### STATED GOAL:
List every line in the material below that contains the word "person". Case counts.
-*-
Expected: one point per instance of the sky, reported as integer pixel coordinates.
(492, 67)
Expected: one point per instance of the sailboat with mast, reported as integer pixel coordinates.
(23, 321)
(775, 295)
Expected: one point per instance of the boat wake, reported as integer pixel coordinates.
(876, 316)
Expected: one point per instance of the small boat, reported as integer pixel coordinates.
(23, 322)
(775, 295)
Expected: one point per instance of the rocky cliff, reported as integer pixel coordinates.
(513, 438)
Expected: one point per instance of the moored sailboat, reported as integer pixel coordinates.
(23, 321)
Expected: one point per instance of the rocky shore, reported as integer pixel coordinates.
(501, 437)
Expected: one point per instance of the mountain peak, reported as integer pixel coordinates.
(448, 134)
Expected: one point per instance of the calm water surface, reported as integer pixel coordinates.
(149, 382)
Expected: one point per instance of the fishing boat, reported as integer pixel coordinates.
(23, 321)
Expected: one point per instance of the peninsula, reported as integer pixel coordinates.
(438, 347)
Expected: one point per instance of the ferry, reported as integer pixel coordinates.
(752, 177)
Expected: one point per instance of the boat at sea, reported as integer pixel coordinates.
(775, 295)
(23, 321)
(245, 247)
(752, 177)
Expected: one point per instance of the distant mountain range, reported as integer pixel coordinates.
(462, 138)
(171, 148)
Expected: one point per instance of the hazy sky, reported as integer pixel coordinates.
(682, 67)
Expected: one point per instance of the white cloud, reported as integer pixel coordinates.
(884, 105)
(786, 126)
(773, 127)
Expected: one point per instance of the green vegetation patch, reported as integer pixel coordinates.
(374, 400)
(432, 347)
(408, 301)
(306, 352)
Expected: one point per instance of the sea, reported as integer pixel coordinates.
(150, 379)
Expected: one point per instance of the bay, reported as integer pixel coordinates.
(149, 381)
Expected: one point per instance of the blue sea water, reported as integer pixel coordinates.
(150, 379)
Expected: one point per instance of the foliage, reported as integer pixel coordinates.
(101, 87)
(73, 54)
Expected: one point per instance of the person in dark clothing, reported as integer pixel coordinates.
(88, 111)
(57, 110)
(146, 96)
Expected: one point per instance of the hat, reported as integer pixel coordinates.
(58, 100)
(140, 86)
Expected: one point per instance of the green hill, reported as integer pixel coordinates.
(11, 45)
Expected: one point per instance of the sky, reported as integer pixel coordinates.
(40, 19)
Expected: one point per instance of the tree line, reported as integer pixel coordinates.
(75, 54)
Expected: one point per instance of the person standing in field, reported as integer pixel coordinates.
-*-
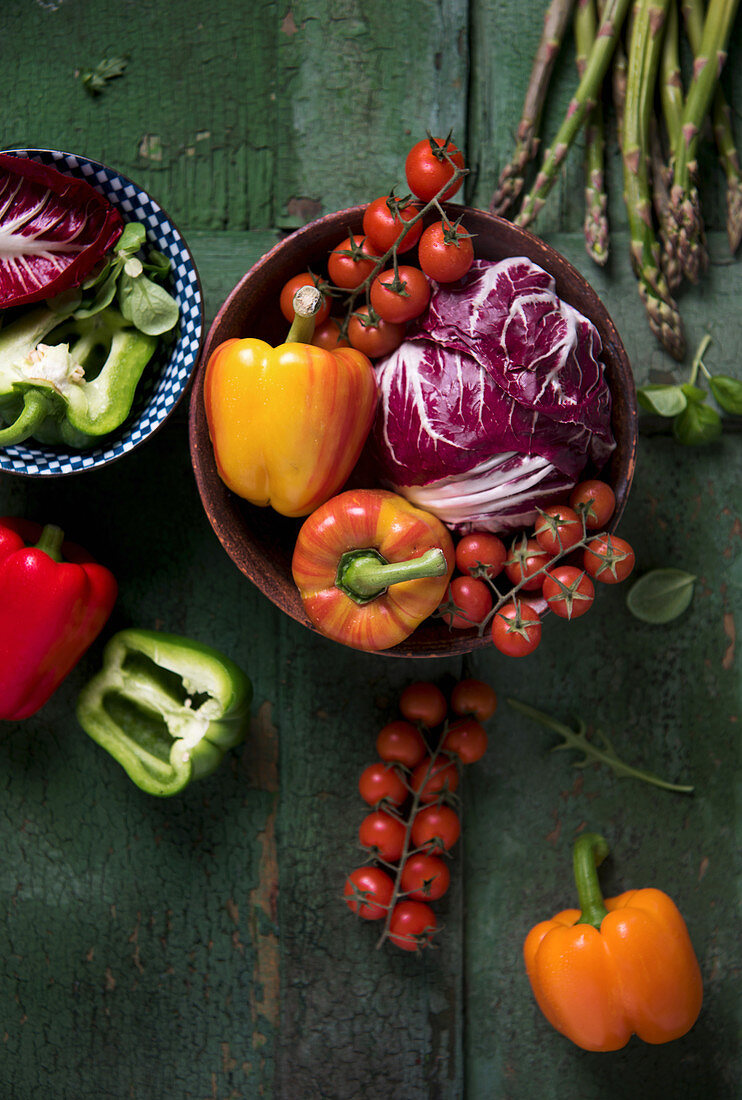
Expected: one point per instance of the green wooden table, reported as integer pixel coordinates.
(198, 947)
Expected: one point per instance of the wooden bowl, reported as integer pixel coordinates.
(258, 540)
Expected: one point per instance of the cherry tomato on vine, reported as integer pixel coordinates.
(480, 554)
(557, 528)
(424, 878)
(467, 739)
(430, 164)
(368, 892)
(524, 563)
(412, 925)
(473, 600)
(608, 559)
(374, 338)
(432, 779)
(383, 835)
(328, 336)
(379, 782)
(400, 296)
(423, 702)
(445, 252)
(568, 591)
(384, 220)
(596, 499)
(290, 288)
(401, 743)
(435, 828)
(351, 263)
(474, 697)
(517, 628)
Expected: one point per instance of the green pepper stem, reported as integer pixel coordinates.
-*-
### CORRECT OUTPUT:
Expected: one point per instance of the person in dark clothing, reported as integer pixel coordinates.
Expected: one point per instance of the person standing in field, reported as integer pixel coordinates.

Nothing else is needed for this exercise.